TO DO ▸ Continue the news article about the redesigned Medicare Plan Finder, picking up after its last sentence.

SELECTED EXCERPT ▸

● ● ● ● ●

The CMS on Tuesday launched a redesigned Medicare Plan Finder to help Medicare beneficiaries and their caregivers shop for and compare Medicare Advantage and Part D plans, the first major update to the most popular tool in a decade.
The changes include an improved mobile-friendly design, as 25% of beneficiaries accessed the plan finder via mobile devices in 2018 and that number is growing quickly.
The new plan finder will also inform users if a generic version of their prescription drug is available, which is likely an effort to address the high out-of-pocket costs for prescription drugs. Beneficiaries and their caregivers can use the new tool to enroll in Medicare Advantage and Part D plans, as well as view and compare the supplemental benefits of Medicare Advantage plans.
The new plan finder is part of the CMS' eMedicare initiative announced last year, which promises to deliver a streamlined user experience for Medicare beneficiaries.
"President Trump has made it clear that he wants to protect and strengthen Medicare," CMS Administrator Seema Verma said in a statement. "The redesigned Medicare Plan Finder is another example of how CMS is empowering beneficiaries with price and quality information to take advantage of lower rates and new benefits in MA and Part D."
The new tool will let users compare prices among original Medicare, Medicare prescription drug plans, Medicare Supplement Insurance (or Medigap) policies and Medicare Advantage plans. Users will have access to plan costs and benefits.
Users can also create a personalized drug list and view drug coverage across Medicare Part D plans. If someone is already a Medicare recipient, their recent claims data will be used to prefill a personalized drug list that they can modify based on recent changes in their medical care.
The old Medicare Plan Finder will be available through the end of September. The CMS will continue to gather feedback about the new tool as the Medicare open-enrollment period approaches. Open enrollment begins October 15.

● ● ● ● ●

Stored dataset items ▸
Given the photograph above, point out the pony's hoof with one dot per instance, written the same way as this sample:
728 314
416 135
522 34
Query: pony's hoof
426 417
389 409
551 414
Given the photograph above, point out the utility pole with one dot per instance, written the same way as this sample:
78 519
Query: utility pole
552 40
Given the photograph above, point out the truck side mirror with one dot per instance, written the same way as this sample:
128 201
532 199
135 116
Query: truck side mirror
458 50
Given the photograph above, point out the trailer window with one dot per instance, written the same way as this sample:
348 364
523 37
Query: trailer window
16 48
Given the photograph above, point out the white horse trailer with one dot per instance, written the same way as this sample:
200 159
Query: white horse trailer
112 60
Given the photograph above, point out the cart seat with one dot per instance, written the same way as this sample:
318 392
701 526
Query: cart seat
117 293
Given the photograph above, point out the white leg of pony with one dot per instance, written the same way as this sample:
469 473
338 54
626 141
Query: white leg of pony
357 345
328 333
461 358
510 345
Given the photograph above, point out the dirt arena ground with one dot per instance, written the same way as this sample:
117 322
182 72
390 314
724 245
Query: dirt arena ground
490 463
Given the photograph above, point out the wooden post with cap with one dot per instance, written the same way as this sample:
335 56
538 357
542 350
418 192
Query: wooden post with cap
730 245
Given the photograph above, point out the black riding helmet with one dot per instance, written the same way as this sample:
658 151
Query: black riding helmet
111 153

● ● ● ● ●

REPLY ▸
The CMS also said that it would release by the end of the year real-time Medicare plan data in an application programming interface format. It hopes that the private sector will use this information to create new tools that Medicare recipients can adapt to make informed decisions about their health coverage.
During a Q&A session, Verma said the new tool largely addresses the concerns outlined in a July report from the Government Accountability Office that found the old plan finder was difficult to use for beneficiaries and provided incomplete information. She claimed that ongoing issues regarding incomplete information are due to a lack of data availability and cited the absence of some Medigap pricing information as an example.
The GAO report also found that the old tool did not include an integrated provider directory that beneficiaries could use to find out if their doctors are in-network. The new tool doesn't fix that problem because the CMS doesn't have the data required to build an integrated directory of providers. Verma said that's one of the reasons the CMS has requested in a pending interoperability rule that health plans provide information about participating providers in an open API format.
Both the old and new tools include external links to health plan provider directories.